╭─ Given records

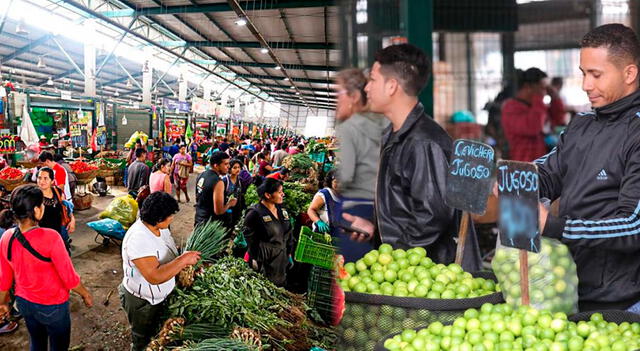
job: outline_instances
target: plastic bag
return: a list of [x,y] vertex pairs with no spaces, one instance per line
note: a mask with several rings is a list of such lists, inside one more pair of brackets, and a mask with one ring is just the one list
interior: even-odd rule
[[111,218],[120,222],[125,229],[129,228],[138,216],[138,203],[131,195],[120,196],[100,212],[98,218]]
[[138,140],[138,139],[140,139],[142,141],[142,145],[145,145],[147,143],[147,140],[149,139],[149,136],[146,135],[143,132],[134,132],[129,137],[129,141],[127,141],[124,144],[124,147],[126,147],[127,149],[131,149],[132,147],[134,147],[136,145],[136,140]]
[[[520,250],[502,246],[500,240],[491,261],[508,304],[522,303]],[[539,253],[528,252],[531,306],[552,312],[578,312],[578,274],[569,248],[557,240],[541,238]]]
[[109,236],[116,239],[124,238],[124,234],[126,233],[126,230],[124,230],[122,224],[111,218],[89,222],[87,223],[87,225],[101,235]]

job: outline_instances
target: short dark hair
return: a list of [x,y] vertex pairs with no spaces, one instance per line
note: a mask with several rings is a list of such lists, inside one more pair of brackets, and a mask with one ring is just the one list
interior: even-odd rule
[[14,225],[13,212],[11,210],[0,211],[0,228],[7,230]]
[[273,178],[267,178],[258,187],[258,196],[261,200],[266,200],[266,194],[273,194],[278,191],[280,187],[282,187],[281,181]]
[[[324,176],[324,187],[333,189],[333,181],[336,179],[336,170],[335,168],[327,172],[327,175]],[[335,189],[333,189],[335,190]]]
[[606,48],[611,61],[618,66],[633,63],[640,66],[640,43],[633,29],[610,23],[593,28],[580,41],[581,48]]
[[11,192],[11,213],[15,219],[36,219],[34,208],[42,205],[44,194],[33,184],[20,185]]
[[547,74],[536,67],[531,67],[526,71],[516,70],[516,78],[518,80],[518,89],[525,85],[537,84],[541,80],[547,78]]
[[147,154],[147,150],[145,150],[145,149],[136,149],[136,158],[139,158],[142,155],[146,155],[146,154]]
[[164,191],[156,191],[142,202],[140,219],[147,224],[156,225],[178,213],[179,210],[178,201],[173,196]]
[[214,166],[214,165],[219,165],[222,163],[222,161],[231,158],[231,156],[227,155],[226,153],[222,152],[222,151],[216,151],[211,155],[211,160],[209,160],[209,163]]
[[153,171],[159,171],[160,168],[166,166],[168,163],[171,163],[171,160],[168,158],[161,158],[158,160],[158,162],[156,162],[155,165],[153,165]]
[[558,86],[558,85],[563,85],[563,84],[564,84],[564,79],[562,79],[562,77],[553,77],[553,78],[551,78],[551,85]]
[[264,155],[263,152],[259,152],[258,153],[258,160],[264,160],[266,158],[266,156]]
[[56,161],[56,162],[60,162],[60,161],[64,160],[64,157],[62,157],[62,155],[60,155],[60,154],[55,154],[55,155],[53,155],[53,160]]
[[40,153],[40,156],[38,156],[38,161],[40,162],[53,161],[53,154],[47,151],[43,151]]
[[[45,172],[47,174],[49,174],[49,178],[51,178],[51,180],[55,180],[55,173],[53,172],[53,169],[49,168],[49,167],[42,167],[38,170],[38,174],[40,172]],[[37,175],[37,174],[36,174]]]
[[388,46],[376,53],[375,61],[380,64],[382,74],[396,78],[410,96],[418,96],[431,75],[431,60],[411,44]]
[[291,171],[287,167],[280,168],[280,174],[289,175],[289,173],[291,173]]
[[236,164],[240,165],[240,169],[242,169],[242,167],[244,166],[244,163],[242,163],[242,161],[234,158],[233,160],[231,160],[231,162],[229,162],[229,169],[233,168],[233,166],[235,166]]

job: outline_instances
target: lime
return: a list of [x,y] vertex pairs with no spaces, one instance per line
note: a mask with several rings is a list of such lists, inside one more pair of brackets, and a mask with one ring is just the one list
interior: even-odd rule
[[391,257],[390,254],[388,253],[381,253],[378,256],[378,263],[380,263],[383,266],[388,265],[389,263],[391,263],[393,261],[393,257]]
[[363,259],[363,258],[361,258],[361,259],[359,259],[359,260],[357,260],[357,261],[356,261],[356,270],[357,270],[358,272],[366,271],[366,270],[367,270],[367,268],[368,268],[368,267],[367,267],[367,264],[366,264],[366,263],[364,263],[364,259]]
[[356,264],[353,262],[346,263],[344,265],[344,269],[349,273],[349,275],[356,274]]

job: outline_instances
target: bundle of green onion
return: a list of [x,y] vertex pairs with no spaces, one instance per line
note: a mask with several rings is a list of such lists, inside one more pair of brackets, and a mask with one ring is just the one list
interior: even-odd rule
[[253,351],[250,346],[238,340],[214,338],[206,339],[197,344],[189,343],[179,348],[179,350],[190,351]]
[[213,262],[227,247],[227,228],[220,221],[198,224],[187,239],[184,251],[199,251],[202,262]]

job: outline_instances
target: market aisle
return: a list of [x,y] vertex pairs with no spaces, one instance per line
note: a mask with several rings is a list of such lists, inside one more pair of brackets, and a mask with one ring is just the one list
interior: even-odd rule
[[[172,234],[180,244],[193,229],[196,172],[189,177],[188,189],[192,197],[190,203],[180,203],[180,212],[172,225]],[[95,196],[93,207],[76,212],[77,229],[72,235],[76,249],[72,253],[73,263],[87,289],[91,291],[94,307],[87,309],[82,299],[71,294],[71,348],[70,350],[113,350],[129,349],[129,330],[126,316],[120,308],[116,288],[122,279],[122,258],[116,245],[103,247],[94,241],[95,231],[86,223],[97,219],[111,200],[124,194],[124,187],[114,187],[112,195]],[[105,302],[108,301],[107,306]],[[0,350],[22,351],[29,348],[29,335],[24,322],[20,321],[17,331],[0,335]]]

╰─

◆ Problem requirements ◆
Could the entries above be restated word for word, with the pictures left out?

◆ Response to this exercise ◆
job: outline_instances
target: plastic bag
return: a list of [x,y] vertex pairs with no spaces, one instance per line
note: a mask with several rings is a list of such lists, inside one more pair of brackets, and a mask with one ring is just the one list
interior: even-odd rule
[[111,218],[120,222],[125,229],[129,228],[138,216],[138,203],[131,195],[120,196],[100,212],[98,218]]
[[138,140],[138,139],[140,139],[142,141],[142,145],[145,145],[147,143],[147,140],[149,139],[149,136],[146,135],[143,132],[134,132],[129,137],[129,141],[127,141],[124,144],[124,147],[126,147],[127,149],[131,149],[132,147],[134,147],[136,145],[136,140]]
[[[520,250],[502,246],[500,240],[491,261],[508,304],[522,303]],[[539,253],[528,252],[531,306],[552,312],[578,312],[578,274],[569,248],[557,240],[541,238]]]
[[109,236],[116,239],[124,238],[124,234],[126,233],[126,230],[124,230],[122,224],[111,218],[89,222],[87,223],[87,225],[101,235]]

job: outline_instances
target: short dark hair
return: a list of [x,y] vertex pairs with no spaces, one instance per line
note: a mask with several rings is a list of such lists, inside one more pair of brackets, and a mask with one ring is just the one list
interior: even-odd rule
[[14,225],[13,212],[11,210],[0,211],[0,228],[7,230]]
[[273,178],[267,178],[258,187],[258,196],[261,200],[266,200],[266,194],[273,194],[278,191],[280,187],[282,187],[281,181]]
[[[324,176],[324,187],[333,189],[333,181],[336,179],[336,170],[335,168],[327,172],[327,175]],[[335,189],[333,189],[335,190]]]
[[606,48],[611,61],[618,66],[633,63],[640,66],[640,43],[633,29],[610,23],[593,28],[580,41],[581,48]]
[[11,192],[11,213],[15,219],[36,219],[34,208],[42,205],[44,194],[33,184],[20,185]]
[[547,74],[536,67],[531,67],[526,71],[516,70],[516,78],[518,80],[518,89],[525,85],[537,84],[541,80],[547,78]]
[[147,154],[147,150],[145,150],[145,149],[136,149],[136,158],[139,158],[142,155],[146,155],[146,154]]
[[164,191],[156,191],[142,202],[140,219],[147,224],[156,225],[178,213],[179,210],[178,201],[173,196]]
[[214,166],[214,165],[219,165],[222,163],[222,161],[231,158],[231,156],[227,155],[226,153],[222,152],[222,151],[216,151],[211,155],[211,160],[209,160],[209,163]]
[[153,171],[159,171],[160,168],[166,166],[168,163],[171,163],[171,160],[168,158],[161,158],[158,160],[158,162],[156,162],[155,165],[153,165]]
[[558,86],[558,85],[563,85],[563,84],[564,84],[564,79],[562,79],[562,77],[553,77],[553,78],[551,78],[551,85]]
[[264,155],[263,152],[259,152],[258,153],[258,160],[264,160],[266,158],[266,156]]
[[56,161],[56,162],[60,162],[60,161],[64,160],[64,157],[62,157],[62,155],[60,155],[60,154],[55,154],[55,155],[53,155],[53,160]]
[[40,153],[40,156],[38,156],[38,161],[40,162],[53,161],[53,154],[47,151],[43,151]]
[[[45,172],[47,174],[49,174],[49,178],[51,178],[51,180],[55,180],[55,173],[53,172],[53,169],[49,168],[49,167],[42,167],[38,170],[38,174],[40,172]],[[37,175],[37,174],[36,174]]]
[[388,46],[376,53],[375,61],[380,64],[382,74],[396,78],[410,96],[418,96],[431,75],[431,60],[411,44]]
[[291,171],[287,167],[280,168],[280,174],[289,175],[289,173],[291,173]]
[[236,164],[240,165],[240,169],[242,169],[242,167],[244,166],[244,163],[242,163],[242,161],[234,158],[233,160],[231,160],[231,162],[229,162],[229,169],[233,168],[233,166],[235,166]]

job: outline_instances
target: lime
return: a list of [x,y] vertex pairs with no spaces, one instance per line
note: a mask with several rings is a list of such lists, inside one more pair of brackets, and a mask with one ring is just the one list
interior: even-odd rule
[[391,257],[390,254],[388,253],[381,253],[378,256],[378,263],[380,263],[383,266],[388,265],[389,263],[391,263],[393,261],[393,257]]
[[363,259],[363,258],[361,258],[361,259],[359,259],[359,260],[357,260],[357,261],[356,261],[356,270],[357,270],[358,272],[366,271],[366,270],[367,270],[367,268],[368,268],[368,267],[367,267],[367,264],[366,264],[366,263],[364,263],[364,259]]
[[356,264],[353,262],[346,263],[344,265],[344,269],[349,273],[349,275],[356,274]]

job: outline_instances
target: bundle of green onion
return: a list of [x,y] vertex pairs with no spaces, one instance per line
note: a mask with several rings is a list of such lists, inside one more pair of brackets, and a mask with one ring is just the one list
interior: even-odd rule
[[253,351],[250,346],[238,340],[214,338],[206,339],[197,344],[189,343],[179,348],[179,350],[190,351]]
[[213,262],[227,247],[227,228],[220,221],[198,224],[187,239],[184,251],[199,251],[202,262]]

job: outline_instances
target: market aisle
return: a list of [x,y] vertex pairs with no spaces, one instance per line
note: a mask with several rings is a list of such lists, inside one more pair of brackets, and a mask with one ring is just the one list
interior: even-odd rule
[[[172,234],[180,244],[193,229],[196,172],[189,177],[188,189],[192,197],[190,203],[180,203],[180,212],[172,225]],[[95,196],[93,207],[76,212],[77,229],[72,235],[76,249],[72,253],[73,263],[87,289],[91,291],[94,307],[87,309],[82,299],[71,294],[71,348],[70,350],[113,350],[129,349],[129,330],[126,316],[120,308],[116,288],[122,279],[122,258],[116,245],[103,247],[94,241],[95,231],[86,223],[97,219],[111,200],[124,194],[124,187],[114,187],[112,195]],[[105,302],[108,301],[107,306]],[[0,350],[22,351],[29,348],[29,335],[24,322],[20,321],[17,331],[0,335]]]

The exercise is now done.